Exercise details: Turn the lines of all the items below into a JSON list of strings, one string per line, with blank lines left out. Leave the pictures out of the list.

Task inputs:
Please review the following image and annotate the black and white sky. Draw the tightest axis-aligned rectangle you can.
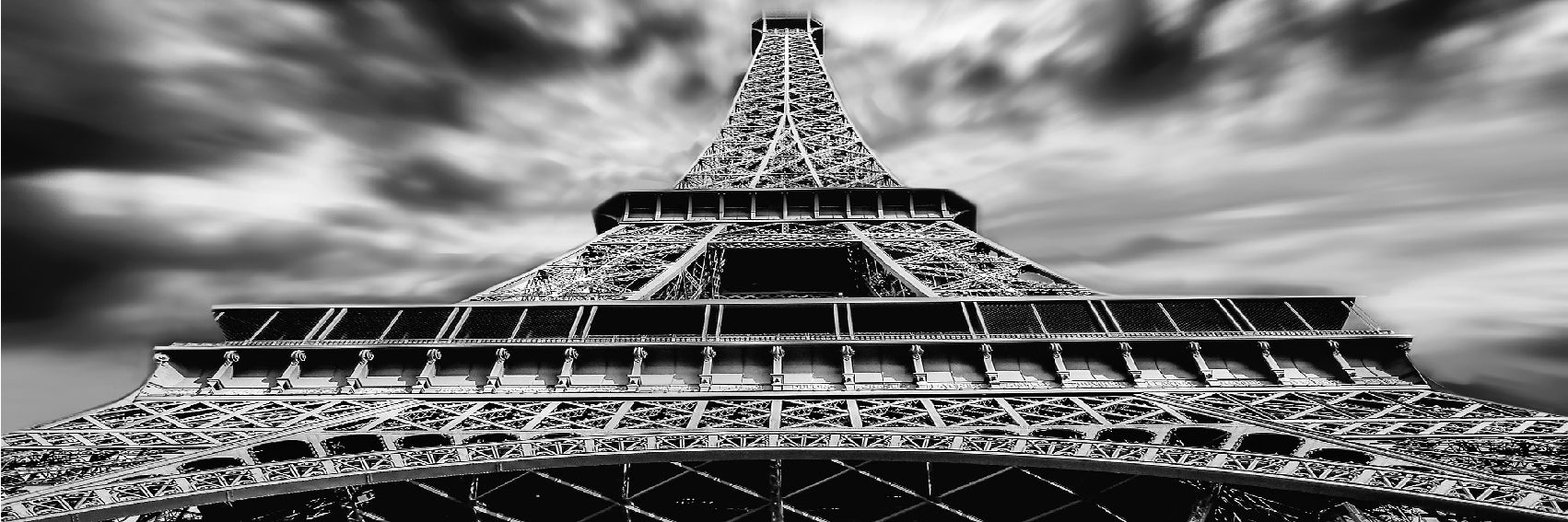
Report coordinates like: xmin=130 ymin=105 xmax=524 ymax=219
xmin=0 ymin=0 xmax=1568 ymax=431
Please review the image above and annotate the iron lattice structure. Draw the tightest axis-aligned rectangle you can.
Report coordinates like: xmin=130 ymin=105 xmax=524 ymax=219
xmin=0 ymin=17 xmax=1568 ymax=522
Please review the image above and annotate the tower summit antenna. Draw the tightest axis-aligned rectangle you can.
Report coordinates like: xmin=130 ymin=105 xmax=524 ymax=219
xmin=0 ymin=13 xmax=1568 ymax=522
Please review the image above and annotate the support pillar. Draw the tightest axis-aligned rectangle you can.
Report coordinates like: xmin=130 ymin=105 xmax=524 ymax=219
xmin=980 ymin=345 xmax=1002 ymax=386
xmin=1117 ymin=343 xmax=1143 ymax=382
xmin=768 ymin=459 xmax=784 ymax=522
xmin=1258 ymin=340 xmax=1284 ymax=384
xmin=556 ymin=346 xmax=577 ymax=392
xmin=1187 ymin=340 xmax=1213 ymax=384
xmin=626 ymin=346 xmax=648 ymax=392
xmin=344 ymin=350 xmax=376 ymax=390
xmin=201 ymin=350 xmax=240 ymax=392
xmin=149 ymin=353 xmax=181 ymax=384
xmin=768 ymin=346 xmax=784 ymax=390
xmin=414 ymin=348 xmax=440 ymax=392
xmin=1050 ymin=343 xmax=1072 ymax=386
xmin=839 ymin=345 xmax=855 ymax=390
xmin=909 ymin=345 xmax=931 ymax=388
xmin=485 ymin=348 xmax=511 ymax=393
xmin=1328 ymin=339 xmax=1356 ymax=382
xmin=1317 ymin=502 xmax=1376 ymax=522
xmin=696 ymin=346 xmax=719 ymax=392
xmin=273 ymin=350 xmax=306 ymax=392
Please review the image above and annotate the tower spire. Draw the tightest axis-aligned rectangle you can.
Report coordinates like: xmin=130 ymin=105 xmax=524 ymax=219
xmin=676 ymin=16 xmax=902 ymax=190
xmin=0 ymin=17 xmax=1568 ymax=522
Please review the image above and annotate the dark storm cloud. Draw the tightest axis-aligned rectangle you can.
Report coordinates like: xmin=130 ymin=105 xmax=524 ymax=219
xmin=1307 ymin=0 xmax=1537 ymax=69
xmin=0 ymin=183 xmax=363 ymax=326
xmin=370 ymin=156 xmax=509 ymax=212
xmin=3 ymin=0 xmax=286 ymax=176
xmin=289 ymin=0 xmax=706 ymax=76
xmin=1076 ymin=0 xmax=1226 ymax=107
xmin=1411 ymin=328 xmax=1568 ymax=414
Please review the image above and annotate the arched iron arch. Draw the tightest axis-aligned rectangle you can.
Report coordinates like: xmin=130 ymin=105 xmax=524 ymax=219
xmin=18 ymin=431 xmax=1565 ymax=519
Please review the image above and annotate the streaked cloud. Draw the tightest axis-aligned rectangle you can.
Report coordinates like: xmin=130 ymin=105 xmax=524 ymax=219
xmin=3 ymin=0 xmax=1568 ymax=430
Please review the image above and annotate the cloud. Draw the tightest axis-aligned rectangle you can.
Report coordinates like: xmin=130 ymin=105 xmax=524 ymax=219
xmin=370 ymin=156 xmax=507 ymax=212
xmin=0 ymin=0 xmax=1568 ymax=430
xmin=3 ymin=0 xmax=288 ymax=176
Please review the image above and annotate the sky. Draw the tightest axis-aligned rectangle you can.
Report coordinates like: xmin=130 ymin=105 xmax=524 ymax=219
xmin=0 ymin=0 xmax=1568 ymax=431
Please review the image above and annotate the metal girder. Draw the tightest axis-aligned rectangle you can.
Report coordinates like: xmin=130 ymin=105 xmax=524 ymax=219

Response to the exercise:
[
  "Please review the following image and annotate the black and white sky. Draw the tightest axis-aligned rectangle you can.",
  "Report coordinates like: xmin=130 ymin=105 xmax=524 ymax=219",
  "xmin=0 ymin=0 xmax=1568 ymax=431",
  "Please review the image above and annotate the iron lattice structure. Draw the tightest axis-aligned rectangle you can.",
  "Report coordinates like: xmin=130 ymin=105 xmax=524 ymax=219",
  "xmin=0 ymin=17 xmax=1568 ymax=522",
  "Please review the image above and annotate the tower summit antenna. Draw the tightest axis-aligned rectangle you can.",
  "Report coordinates like: xmin=130 ymin=105 xmax=524 ymax=219",
  "xmin=0 ymin=13 xmax=1568 ymax=522",
  "Please review the image above and annotate the support pillar. Draw the tightest axis-aligned rectangle you can.",
  "Report coordinates like: xmin=130 ymin=105 xmax=524 ymax=219",
  "xmin=980 ymin=345 xmax=1002 ymax=386",
  "xmin=1117 ymin=343 xmax=1143 ymax=382",
  "xmin=768 ymin=459 xmax=784 ymax=522",
  "xmin=1258 ymin=340 xmax=1284 ymax=384",
  "xmin=556 ymin=346 xmax=577 ymax=392",
  "xmin=1187 ymin=340 xmax=1213 ymax=384",
  "xmin=626 ymin=346 xmax=648 ymax=392",
  "xmin=344 ymin=350 xmax=376 ymax=390",
  "xmin=201 ymin=350 xmax=240 ymax=392",
  "xmin=149 ymin=353 xmax=181 ymax=384",
  "xmin=768 ymin=346 xmax=784 ymax=390",
  "xmin=414 ymin=348 xmax=440 ymax=392",
  "xmin=1050 ymin=343 xmax=1072 ymax=386",
  "xmin=839 ymin=345 xmax=855 ymax=390",
  "xmin=909 ymin=345 xmax=931 ymax=388",
  "xmin=485 ymin=348 xmax=511 ymax=393",
  "xmin=1328 ymin=339 xmax=1356 ymax=382",
  "xmin=1317 ymin=502 xmax=1376 ymax=522",
  "xmin=696 ymin=346 xmax=719 ymax=392",
  "xmin=273 ymin=350 xmax=306 ymax=392",
  "Please review the image above and annotate the tower spire. Draw the tightest axis-aligned rectangle you can.",
  "Report coordinates like: xmin=130 ymin=105 xmax=524 ymax=219",
  "xmin=676 ymin=16 xmax=902 ymax=190",
  "xmin=0 ymin=17 xmax=1568 ymax=522",
  "Please review the image above and annotate the dark storm cloud. Draw the tightest axis-aligned rectangle you can.",
  "Report coordinates like: xmin=130 ymin=105 xmax=524 ymax=219",
  "xmin=1307 ymin=0 xmax=1537 ymax=69",
  "xmin=0 ymin=183 xmax=363 ymax=326",
  "xmin=370 ymin=156 xmax=509 ymax=212",
  "xmin=3 ymin=0 xmax=286 ymax=176",
  "xmin=289 ymin=0 xmax=706 ymax=76",
  "xmin=1076 ymin=0 xmax=1226 ymax=107",
  "xmin=1411 ymin=328 xmax=1568 ymax=414",
  "Please review the image above and annotate the arched iron arch. Draw the tightest axis-aligned rectangle you can.",
  "Report coordinates like: xmin=130 ymin=105 xmax=524 ymax=219",
  "xmin=18 ymin=431 xmax=1565 ymax=519",
  "Please review the image above and annotate the streaked cloud. Draw the tightest axis-aligned rectangle you can.",
  "Report coordinates like: xmin=130 ymin=105 xmax=524 ymax=219",
  "xmin=3 ymin=0 xmax=1568 ymax=430",
  "Please review the image above and annotate the cloud. Draw the tightest axis-aligned rectangle you can.",
  "Report coordinates like: xmin=130 ymin=105 xmax=524 ymax=219",
  "xmin=370 ymin=156 xmax=507 ymax=212",
  "xmin=0 ymin=0 xmax=1568 ymax=430",
  "xmin=3 ymin=0 xmax=288 ymax=176",
  "Please review the image above and annotate the sky. Draw the tightest axis-aligned rectangle you can.",
  "Report coordinates like: xmin=130 ymin=105 xmax=524 ymax=219",
  "xmin=0 ymin=0 xmax=1568 ymax=431",
  "Please review the image above and annotate the metal girder. Draw the tightest axis-aligned rectangle you can.",
  "Report coordinates like: xmin=130 ymin=105 xmax=524 ymax=219"
]